## SELECTED PASSAGE:

I don't know if it's the footlocker stacked to the brim with spiral-bound notebooks, staring at me and waiting to catch fire or get soaked, or if it's that I'm on my something-like eighth laptop, but it's time to centralize my writing—all of it, as much of it as I can find.
Why? Why not? I suppose philosophically—abstractly—I recognize that everything is temporary. All art will ultimately be destroyed. Even if we escape this little rock of ours, I doubt most of our artifacts will survive our Sun becoming a red giant or the heat-death of the universe. Maybe they will if they’re digital. Maybe beyond the smallest dimensions of space, where gravity spirals into nothing, there is a giant github repository where all information about the universe and its progress is digitally stored in bits of existence and nonexistence.
It’d be nice if that were the case. But until that discovery is made, I’m just trying to put everything I’ve ever written in one place in the cloud. I’ve no delusions about the trappings of celebrity; I don’t want to be famous or even remembered. My work on the other hand... I get such joy from the idea that someone might read something I’ve written and enjoy it! So here it all is. If it was published elsewhere, there’s a footnote in the text.

## ENTRIES:
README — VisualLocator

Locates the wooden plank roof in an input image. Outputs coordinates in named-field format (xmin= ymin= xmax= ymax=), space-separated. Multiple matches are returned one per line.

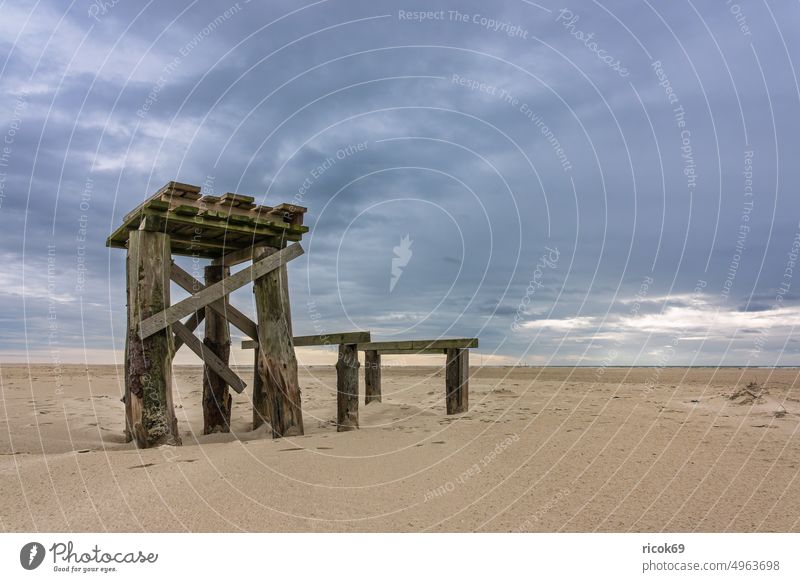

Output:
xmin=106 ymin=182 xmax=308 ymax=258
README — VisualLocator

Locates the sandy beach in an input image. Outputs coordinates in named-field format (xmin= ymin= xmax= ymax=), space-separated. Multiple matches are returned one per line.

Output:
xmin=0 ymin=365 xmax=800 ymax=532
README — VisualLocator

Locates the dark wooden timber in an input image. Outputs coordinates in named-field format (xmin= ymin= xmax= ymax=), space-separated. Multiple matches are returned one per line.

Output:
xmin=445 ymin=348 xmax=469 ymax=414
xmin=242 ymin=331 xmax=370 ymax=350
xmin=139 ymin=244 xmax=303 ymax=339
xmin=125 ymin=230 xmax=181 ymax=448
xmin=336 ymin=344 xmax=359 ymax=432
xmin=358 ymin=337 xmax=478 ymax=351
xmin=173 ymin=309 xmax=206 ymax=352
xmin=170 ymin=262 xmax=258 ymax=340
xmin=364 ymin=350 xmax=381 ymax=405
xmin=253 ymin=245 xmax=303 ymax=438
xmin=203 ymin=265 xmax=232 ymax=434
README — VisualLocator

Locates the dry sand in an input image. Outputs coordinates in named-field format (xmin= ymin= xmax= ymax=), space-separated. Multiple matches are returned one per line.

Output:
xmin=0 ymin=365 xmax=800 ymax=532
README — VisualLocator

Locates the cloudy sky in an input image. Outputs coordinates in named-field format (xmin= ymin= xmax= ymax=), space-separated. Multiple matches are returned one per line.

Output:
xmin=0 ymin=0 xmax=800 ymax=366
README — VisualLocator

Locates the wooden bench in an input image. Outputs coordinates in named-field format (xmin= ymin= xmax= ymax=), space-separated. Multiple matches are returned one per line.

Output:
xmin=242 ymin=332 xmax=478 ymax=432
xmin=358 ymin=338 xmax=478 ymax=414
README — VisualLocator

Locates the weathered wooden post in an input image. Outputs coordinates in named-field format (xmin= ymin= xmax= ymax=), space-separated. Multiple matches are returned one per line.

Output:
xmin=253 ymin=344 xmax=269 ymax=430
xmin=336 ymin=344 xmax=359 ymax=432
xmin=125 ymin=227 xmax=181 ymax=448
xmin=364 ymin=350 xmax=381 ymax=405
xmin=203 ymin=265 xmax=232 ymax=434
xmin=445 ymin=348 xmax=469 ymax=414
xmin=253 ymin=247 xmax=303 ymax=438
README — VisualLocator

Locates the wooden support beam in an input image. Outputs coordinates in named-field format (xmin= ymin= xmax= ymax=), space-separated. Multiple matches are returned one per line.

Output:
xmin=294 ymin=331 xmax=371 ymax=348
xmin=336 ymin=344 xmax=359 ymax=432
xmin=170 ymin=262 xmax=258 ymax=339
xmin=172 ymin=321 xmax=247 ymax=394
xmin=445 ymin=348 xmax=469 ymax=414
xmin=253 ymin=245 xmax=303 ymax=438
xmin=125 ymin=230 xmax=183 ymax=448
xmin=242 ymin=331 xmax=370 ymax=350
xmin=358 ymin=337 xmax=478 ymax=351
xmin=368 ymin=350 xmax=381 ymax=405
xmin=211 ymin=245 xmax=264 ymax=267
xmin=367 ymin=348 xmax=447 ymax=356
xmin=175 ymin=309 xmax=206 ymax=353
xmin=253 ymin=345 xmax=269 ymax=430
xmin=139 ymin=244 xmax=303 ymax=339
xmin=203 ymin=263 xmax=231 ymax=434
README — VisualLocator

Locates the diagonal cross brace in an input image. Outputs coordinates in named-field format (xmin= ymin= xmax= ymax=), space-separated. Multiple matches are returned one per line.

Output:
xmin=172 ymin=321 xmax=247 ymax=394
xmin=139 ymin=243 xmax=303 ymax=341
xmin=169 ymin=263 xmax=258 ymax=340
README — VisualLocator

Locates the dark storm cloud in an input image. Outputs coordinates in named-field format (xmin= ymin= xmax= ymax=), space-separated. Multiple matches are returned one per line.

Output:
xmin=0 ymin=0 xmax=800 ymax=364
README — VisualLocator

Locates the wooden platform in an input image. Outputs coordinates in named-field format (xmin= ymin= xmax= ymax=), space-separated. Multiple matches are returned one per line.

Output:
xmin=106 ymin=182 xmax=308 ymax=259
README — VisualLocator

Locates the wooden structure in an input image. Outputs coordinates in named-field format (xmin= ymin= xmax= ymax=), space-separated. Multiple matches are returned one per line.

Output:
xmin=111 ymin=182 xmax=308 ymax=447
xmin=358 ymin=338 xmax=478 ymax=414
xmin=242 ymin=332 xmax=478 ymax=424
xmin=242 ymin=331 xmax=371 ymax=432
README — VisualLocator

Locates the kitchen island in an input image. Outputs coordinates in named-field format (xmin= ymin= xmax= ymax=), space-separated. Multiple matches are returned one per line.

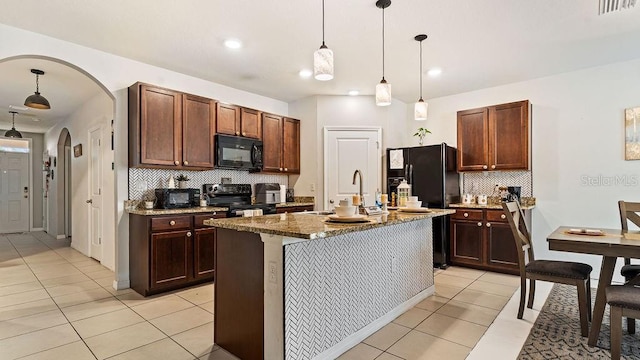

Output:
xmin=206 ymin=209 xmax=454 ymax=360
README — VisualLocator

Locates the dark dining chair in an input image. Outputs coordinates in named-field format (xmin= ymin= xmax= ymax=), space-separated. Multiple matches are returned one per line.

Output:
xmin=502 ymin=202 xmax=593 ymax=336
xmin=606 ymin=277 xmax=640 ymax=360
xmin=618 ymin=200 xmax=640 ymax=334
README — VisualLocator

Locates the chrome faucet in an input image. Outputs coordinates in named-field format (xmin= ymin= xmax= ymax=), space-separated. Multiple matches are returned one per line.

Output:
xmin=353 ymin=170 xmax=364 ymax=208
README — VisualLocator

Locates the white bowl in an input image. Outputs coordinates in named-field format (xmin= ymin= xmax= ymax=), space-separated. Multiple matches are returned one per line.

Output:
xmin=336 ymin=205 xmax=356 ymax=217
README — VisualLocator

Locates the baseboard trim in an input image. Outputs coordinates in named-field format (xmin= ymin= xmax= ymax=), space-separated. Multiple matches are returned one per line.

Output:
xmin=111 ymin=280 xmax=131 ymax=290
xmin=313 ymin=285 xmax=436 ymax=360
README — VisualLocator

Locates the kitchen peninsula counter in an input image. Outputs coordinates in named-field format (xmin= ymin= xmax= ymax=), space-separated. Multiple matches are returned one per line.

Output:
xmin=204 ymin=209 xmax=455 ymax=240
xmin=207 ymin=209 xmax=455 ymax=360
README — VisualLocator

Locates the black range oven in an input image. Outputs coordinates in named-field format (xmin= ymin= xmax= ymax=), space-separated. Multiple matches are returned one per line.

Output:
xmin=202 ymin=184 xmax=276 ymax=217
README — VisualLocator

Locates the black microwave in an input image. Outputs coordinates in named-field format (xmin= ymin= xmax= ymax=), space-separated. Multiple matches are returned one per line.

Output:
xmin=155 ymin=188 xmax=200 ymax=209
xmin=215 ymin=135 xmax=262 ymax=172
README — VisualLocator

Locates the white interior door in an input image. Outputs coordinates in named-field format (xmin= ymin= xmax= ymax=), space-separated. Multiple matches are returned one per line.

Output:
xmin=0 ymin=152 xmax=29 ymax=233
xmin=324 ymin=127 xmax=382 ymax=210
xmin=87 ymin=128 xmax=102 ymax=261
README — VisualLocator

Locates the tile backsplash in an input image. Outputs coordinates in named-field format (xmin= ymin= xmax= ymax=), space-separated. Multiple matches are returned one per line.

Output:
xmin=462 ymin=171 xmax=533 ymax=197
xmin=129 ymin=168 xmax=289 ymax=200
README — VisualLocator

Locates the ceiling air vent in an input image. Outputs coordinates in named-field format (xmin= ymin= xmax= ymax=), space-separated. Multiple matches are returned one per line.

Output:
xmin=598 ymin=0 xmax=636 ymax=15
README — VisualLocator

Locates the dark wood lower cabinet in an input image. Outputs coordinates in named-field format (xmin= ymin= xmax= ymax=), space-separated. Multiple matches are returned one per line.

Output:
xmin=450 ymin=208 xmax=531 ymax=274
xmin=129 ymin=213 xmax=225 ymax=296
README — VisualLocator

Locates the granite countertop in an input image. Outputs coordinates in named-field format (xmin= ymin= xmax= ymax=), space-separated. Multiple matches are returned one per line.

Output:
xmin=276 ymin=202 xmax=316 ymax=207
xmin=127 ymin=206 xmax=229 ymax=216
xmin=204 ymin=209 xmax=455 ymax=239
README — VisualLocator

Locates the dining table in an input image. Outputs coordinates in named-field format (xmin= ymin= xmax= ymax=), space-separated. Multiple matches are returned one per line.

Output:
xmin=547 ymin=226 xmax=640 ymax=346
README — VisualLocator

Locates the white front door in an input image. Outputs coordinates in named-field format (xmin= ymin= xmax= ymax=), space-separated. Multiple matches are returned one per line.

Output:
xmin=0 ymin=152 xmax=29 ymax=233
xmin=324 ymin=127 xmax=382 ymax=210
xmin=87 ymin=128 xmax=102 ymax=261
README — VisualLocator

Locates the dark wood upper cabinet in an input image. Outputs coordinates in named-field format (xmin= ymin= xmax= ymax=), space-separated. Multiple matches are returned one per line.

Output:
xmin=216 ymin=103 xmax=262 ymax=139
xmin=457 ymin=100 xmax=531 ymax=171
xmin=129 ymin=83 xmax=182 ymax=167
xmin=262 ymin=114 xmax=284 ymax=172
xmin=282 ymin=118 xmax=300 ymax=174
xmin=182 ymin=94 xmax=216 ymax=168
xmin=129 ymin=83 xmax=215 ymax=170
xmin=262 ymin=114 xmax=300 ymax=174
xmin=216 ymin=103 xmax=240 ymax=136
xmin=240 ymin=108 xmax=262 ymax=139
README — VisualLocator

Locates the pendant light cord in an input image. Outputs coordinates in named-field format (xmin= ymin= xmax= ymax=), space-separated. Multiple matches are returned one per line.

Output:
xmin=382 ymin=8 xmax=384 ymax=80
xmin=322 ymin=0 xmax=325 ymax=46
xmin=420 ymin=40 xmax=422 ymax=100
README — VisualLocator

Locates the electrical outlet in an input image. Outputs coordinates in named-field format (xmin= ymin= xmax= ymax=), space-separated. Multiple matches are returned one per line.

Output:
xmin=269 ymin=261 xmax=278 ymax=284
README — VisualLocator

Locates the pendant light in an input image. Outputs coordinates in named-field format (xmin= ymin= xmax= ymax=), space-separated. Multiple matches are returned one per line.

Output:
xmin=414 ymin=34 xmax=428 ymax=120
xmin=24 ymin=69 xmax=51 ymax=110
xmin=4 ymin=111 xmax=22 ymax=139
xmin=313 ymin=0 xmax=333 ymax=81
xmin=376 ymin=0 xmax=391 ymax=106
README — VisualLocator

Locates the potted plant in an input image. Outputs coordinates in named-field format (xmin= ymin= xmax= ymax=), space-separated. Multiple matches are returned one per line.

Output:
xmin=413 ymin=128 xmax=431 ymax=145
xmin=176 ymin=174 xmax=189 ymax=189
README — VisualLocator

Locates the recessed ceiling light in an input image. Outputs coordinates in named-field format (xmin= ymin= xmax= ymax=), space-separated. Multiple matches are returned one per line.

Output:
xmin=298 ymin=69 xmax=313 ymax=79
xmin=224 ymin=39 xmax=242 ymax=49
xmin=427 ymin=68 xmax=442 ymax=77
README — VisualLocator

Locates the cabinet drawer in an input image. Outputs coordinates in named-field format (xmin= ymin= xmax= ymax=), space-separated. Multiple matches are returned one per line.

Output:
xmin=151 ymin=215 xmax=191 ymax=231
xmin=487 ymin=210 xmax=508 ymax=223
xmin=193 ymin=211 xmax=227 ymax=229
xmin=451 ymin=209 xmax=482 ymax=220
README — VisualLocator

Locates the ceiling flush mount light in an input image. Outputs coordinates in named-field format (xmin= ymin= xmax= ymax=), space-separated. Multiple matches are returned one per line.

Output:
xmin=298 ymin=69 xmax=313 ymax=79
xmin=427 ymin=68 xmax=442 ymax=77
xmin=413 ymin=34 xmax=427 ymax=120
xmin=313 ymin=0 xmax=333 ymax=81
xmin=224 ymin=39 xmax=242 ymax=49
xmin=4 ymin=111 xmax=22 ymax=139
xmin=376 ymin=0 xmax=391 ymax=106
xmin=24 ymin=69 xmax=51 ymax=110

## GIVEN INSTRUCTION 1:
How would you say the sentence "All art will ultimately be destroyed." from the passage on centralizing writing in Spanish?
## GIVEN INSTRUCTION 2:
In the passage on centralizing writing, what is the footlocker stacked to the brim with?
## GIVEN INSTRUCTION 3:
Can you sum up the passage on centralizing writing in two sentences?

## WRITTEN REPLY 1:
Todo el arte acabará siendo destruido.

## WRITTEN REPLY 2:
Spiral-bound notebooks.

## WRITTEN REPLY 3:
Faced with a footlocker full of notebooks that could burn or get soaked, and working on something like an eighth laptop, the writer is putting everything they have ever written in one place in the cloud. The writer accepts that all art is temporary and has no wish to be famous, but takes joy in the idea that someone might read and enjoy the work.